§ **RAW DATA**:
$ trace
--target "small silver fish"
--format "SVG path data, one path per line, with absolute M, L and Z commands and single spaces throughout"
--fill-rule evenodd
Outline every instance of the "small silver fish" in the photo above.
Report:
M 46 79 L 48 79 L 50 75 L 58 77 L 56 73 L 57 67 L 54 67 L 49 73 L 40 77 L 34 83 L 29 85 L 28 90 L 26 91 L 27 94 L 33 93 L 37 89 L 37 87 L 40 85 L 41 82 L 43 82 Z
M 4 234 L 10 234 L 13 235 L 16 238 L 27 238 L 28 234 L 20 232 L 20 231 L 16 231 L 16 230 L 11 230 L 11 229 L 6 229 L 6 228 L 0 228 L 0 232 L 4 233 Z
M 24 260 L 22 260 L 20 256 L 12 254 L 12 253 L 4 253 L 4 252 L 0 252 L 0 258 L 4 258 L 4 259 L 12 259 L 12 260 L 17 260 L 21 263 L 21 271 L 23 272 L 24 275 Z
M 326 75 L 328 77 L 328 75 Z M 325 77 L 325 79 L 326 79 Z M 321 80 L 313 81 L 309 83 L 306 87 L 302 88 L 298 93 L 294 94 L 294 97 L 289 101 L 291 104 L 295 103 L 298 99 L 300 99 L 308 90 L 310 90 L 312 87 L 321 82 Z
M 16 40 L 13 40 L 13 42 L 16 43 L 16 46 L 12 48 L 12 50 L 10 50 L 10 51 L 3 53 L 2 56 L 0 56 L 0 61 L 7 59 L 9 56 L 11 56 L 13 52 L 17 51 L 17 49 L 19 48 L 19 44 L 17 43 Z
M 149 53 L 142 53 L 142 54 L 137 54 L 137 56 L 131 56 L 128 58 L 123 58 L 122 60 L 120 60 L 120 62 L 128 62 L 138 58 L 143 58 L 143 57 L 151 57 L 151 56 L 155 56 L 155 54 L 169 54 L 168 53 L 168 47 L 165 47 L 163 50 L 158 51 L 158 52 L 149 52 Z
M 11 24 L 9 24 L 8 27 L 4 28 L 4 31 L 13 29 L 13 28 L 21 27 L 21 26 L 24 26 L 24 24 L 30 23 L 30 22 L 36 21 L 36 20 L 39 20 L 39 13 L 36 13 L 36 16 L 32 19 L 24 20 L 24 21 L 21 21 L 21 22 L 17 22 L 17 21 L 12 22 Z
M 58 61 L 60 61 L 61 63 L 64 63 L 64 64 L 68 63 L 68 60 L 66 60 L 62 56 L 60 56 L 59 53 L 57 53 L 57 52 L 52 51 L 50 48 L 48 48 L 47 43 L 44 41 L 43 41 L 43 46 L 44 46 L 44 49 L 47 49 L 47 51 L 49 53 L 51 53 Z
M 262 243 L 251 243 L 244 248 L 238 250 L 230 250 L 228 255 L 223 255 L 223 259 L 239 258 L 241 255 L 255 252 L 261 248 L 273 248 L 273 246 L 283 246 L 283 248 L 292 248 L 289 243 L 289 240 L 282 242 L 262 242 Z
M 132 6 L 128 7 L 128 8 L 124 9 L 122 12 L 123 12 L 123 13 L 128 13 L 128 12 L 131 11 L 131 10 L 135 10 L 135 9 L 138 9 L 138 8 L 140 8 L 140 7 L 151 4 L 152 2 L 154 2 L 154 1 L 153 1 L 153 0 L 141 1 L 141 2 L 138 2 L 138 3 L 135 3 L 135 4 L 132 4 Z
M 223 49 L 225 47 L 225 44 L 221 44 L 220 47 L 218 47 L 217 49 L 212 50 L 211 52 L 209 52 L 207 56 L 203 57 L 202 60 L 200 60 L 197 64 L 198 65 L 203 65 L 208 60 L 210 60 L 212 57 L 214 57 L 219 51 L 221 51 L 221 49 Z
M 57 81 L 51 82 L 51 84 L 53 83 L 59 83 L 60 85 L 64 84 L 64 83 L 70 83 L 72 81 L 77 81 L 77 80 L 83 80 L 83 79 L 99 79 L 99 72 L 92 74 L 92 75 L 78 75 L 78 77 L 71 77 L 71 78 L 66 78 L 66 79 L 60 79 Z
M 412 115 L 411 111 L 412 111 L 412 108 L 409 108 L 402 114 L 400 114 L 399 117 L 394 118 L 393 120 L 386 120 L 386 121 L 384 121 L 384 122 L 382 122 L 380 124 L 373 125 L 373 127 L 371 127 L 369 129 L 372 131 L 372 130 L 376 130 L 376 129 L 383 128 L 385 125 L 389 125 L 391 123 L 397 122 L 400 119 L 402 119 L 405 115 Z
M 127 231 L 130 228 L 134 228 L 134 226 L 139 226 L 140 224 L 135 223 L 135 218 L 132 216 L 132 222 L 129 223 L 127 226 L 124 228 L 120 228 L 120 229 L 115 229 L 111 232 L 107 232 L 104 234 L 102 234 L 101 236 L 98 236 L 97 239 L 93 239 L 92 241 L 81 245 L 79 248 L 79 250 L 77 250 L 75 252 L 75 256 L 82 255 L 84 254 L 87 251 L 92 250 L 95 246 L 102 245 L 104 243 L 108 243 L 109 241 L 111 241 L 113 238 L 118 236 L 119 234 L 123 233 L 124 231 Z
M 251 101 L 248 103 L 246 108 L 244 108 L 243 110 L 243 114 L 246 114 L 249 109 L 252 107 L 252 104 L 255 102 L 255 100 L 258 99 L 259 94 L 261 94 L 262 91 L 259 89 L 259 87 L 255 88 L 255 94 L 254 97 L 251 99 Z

§ **TASK DIRECTIONS**: Please format the items above as a numbered list, from the first line through the line containing "M 132 6 L 128", inclusive, and leave out any blank lines.

§ **FULL RESPONSE**:
1. $ trace
2. --target "small silver fish"
3. --format "SVG path data, one path per line, with absolute M, L and Z commands and single spaces throughout"
4. --fill-rule evenodd
5. Outline every instance of the "small silver fish" in the photo above.
6. Report:
7. M 46 79 L 48 79 L 50 75 L 58 77 L 56 73 L 57 67 L 54 67 L 49 73 L 40 77 L 34 83 L 29 85 L 28 90 L 26 91 L 27 94 L 33 93 L 37 89 L 37 87 L 40 85 L 41 82 L 43 82 Z
8. M 4 234 L 10 234 L 13 235 L 16 238 L 27 238 L 28 234 L 20 232 L 20 231 L 16 231 L 16 230 L 11 230 L 11 229 L 6 229 L 6 228 L 0 228 L 0 232 L 4 233 Z
9. M 24 260 L 22 260 L 20 256 L 12 254 L 12 253 L 4 253 L 4 252 L 0 252 L 0 258 L 4 258 L 4 259 L 12 259 L 12 260 L 17 260 L 21 263 L 21 271 L 23 272 L 24 275 Z
10. M 326 75 L 328 77 L 328 75 Z M 325 77 L 325 79 L 326 79 Z M 321 80 L 313 81 L 309 83 L 306 87 L 302 88 L 298 93 L 294 94 L 294 97 L 289 101 L 291 104 L 295 103 L 298 99 L 300 99 L 308 90 L 310 90 L 312 87 L 321 82 Z
11. M 16 40 L 13 40 L 13 42 L 16 43 L 16 46 L 12 48 L 12 50 L 10 50 L 10 51 L 3 53 L 2 56 L 0 56 L 0 61 L 7 59 L 9 56 L 11 56 L 13 52 L 17 51 L 17 49 L 19 48 L 19 44 L 17 43 Z
12. M 149 53 L 142 53 L 142 54 L 137 54 L 137 56 L 131 56 L 128 58 L 123 58 L 122 60 L 120 60 L 120 62 L 128 62 L 138 58 L 143 58 L 143 57 L 151 57 L 151 56 L 155 56 L 155 54 L 169 54 L 168 53 L 168 47 L 165 47 L 163 50 L 158 51 L 158 52 L 149 52 Z
13. M 11 24 L 9 24 L 8 27 L 4 28 L 4 31 L 13 29 L 13 28 L 21 27 L 21 26 L 24 26 L 24 24 L 30 23 L 30 22 L 36 21 L 36 20 L 39 20 L 39 13 L 36 13 L 36 16 L 32 19 L 24 20 L 24 21 L 21 21 L 21 22 L 17 22 L 17 21 L 12 22 Z
14. M 58 61 L 60 61 L 61 63 L 64 63 L 64 64 L 68 63 L 68 60 L 66 60 L 62 56 L 60 56 L 59 53 L 57 53 L 57 52 L 52 51 L 50 48 L 48 48 L 47 43 L 44 41 L 43 41 L 43 46 L 44 46 L 44 49 L 47 49 L 47 51 L 49 53 L 51 53 Z
15. M 262 243 L 251 243 L 244 248 L 238 250 L 230 250 L 228 255 L 223 255 L 223 259 L 239 258 L 241 255 L 255 252 L 261 248 L 273 248 L 273 246 L 283 246 L 283 248 L 292 248 L 289 243 L 289 240 L 282 242 L 262 242 Z
16. M 132 6 L 128 7 L 128 8 L 124 9 L 122 12 L 123 12 L 123 13 L 128 13 L 128 12 L 131 11 L 131 10 L 135 10 L 135 9 L 138 9 L 138 8 L 140 8 L 140 7 L 151 4 L 152 2 L 154 2 L 154 1 L 153 1 L 153 0 L 141 1 L 141 2 L 138 2 L 138 3 L 135 3 L 135 4 L 132 4 Z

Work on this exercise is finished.